BEGIN

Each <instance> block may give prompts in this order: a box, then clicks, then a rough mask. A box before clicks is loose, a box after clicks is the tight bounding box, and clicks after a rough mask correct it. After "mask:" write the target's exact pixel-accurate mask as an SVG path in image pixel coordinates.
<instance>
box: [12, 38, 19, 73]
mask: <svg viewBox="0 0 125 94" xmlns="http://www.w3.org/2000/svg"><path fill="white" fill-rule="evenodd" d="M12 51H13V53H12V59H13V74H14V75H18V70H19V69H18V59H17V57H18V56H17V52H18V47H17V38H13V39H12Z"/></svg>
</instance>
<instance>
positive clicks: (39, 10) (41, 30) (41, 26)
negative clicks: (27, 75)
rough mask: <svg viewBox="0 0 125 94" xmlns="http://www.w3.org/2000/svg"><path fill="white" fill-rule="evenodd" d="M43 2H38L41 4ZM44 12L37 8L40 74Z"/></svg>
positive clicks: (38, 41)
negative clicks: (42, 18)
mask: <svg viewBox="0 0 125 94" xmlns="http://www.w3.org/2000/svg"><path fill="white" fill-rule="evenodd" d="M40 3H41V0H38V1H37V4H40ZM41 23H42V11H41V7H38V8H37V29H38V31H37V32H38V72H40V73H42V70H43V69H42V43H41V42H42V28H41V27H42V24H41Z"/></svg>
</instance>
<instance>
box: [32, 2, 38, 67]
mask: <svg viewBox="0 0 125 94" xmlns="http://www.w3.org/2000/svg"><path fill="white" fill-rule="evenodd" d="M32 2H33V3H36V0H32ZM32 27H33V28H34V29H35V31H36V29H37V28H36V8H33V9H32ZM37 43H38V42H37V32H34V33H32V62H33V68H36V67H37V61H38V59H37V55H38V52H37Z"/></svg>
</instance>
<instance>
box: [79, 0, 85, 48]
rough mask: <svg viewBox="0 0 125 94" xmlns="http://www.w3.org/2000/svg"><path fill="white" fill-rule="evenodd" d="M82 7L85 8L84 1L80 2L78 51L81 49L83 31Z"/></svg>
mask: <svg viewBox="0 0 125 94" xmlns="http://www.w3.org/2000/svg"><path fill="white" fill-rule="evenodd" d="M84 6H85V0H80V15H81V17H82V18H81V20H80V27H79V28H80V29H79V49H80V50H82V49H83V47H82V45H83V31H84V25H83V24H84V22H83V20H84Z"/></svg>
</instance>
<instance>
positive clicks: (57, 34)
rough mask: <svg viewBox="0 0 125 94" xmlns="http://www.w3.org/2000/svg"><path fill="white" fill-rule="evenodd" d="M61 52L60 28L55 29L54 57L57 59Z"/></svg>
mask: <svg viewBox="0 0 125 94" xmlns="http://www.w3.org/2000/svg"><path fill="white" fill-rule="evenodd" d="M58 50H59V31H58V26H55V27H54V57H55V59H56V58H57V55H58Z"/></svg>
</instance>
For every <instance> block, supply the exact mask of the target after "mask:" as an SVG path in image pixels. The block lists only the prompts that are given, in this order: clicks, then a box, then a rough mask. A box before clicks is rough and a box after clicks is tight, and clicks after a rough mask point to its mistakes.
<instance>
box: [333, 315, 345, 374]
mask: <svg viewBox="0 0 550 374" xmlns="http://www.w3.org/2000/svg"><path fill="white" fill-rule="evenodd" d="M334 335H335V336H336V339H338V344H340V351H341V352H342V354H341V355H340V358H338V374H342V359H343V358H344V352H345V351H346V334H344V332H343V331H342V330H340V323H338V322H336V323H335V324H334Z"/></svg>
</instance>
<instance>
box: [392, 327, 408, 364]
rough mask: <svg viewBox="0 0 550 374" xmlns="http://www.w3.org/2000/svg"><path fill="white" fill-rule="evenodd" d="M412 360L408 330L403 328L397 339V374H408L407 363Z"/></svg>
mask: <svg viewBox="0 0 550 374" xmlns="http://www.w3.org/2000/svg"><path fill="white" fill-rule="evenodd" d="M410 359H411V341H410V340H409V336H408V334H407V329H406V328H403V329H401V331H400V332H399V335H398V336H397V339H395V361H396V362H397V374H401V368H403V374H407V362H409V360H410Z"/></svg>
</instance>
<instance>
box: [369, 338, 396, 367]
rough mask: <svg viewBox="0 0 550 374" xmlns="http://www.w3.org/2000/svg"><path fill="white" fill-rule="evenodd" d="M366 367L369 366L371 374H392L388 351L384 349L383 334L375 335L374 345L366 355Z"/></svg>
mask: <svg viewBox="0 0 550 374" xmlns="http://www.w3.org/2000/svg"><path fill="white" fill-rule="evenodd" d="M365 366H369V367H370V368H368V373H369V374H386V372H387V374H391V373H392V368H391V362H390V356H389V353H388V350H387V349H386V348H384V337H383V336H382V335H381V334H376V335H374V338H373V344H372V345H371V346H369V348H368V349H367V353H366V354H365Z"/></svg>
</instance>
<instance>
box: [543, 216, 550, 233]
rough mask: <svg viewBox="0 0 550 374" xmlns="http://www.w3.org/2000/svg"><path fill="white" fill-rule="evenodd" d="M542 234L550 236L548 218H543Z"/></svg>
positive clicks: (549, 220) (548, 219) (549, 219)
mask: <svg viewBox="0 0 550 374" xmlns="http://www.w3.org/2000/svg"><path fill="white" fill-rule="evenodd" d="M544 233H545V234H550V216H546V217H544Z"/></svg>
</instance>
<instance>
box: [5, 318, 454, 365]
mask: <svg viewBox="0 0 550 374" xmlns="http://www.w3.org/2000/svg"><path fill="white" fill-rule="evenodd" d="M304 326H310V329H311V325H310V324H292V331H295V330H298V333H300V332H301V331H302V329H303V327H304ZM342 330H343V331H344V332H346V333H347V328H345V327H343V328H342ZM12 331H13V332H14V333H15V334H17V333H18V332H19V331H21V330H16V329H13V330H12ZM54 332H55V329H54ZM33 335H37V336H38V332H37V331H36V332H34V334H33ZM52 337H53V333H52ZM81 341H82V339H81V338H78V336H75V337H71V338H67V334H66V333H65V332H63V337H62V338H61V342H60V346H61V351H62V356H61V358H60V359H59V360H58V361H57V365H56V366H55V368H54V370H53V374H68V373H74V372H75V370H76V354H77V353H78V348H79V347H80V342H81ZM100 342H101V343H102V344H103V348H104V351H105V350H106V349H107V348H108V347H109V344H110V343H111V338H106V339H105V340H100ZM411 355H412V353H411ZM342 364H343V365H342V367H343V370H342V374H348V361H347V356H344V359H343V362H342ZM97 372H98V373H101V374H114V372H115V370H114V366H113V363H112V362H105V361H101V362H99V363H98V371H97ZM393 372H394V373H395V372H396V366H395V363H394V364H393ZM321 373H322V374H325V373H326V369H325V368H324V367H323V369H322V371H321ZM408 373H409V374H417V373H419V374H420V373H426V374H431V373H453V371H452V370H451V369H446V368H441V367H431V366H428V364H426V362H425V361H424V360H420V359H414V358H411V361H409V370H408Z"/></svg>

END

THE PROBLEM - Extract every line in the listing above that contains the word "before".

EXPECTED OUTPUT -
Each <instance> block may give prompts in this order: a box, then clicks, then a rough mask. A box before clicks is loose, a box after clicks is the tight bounding box, and clicks after a rough mask correct it. After "mask:" write the target's exact pixel-accurate mask as an SVG path in image pixel coordinates.
For every <instance> block, supply the exact mask of the target after "mask:" as an SVG path in image pixels. The block lists only the prompts that are given, in this order: clicks, then a box, then a rough mask. A box before clicks is rough and a box after clicks is tight, and clicks after a rough mask point to its mistakes.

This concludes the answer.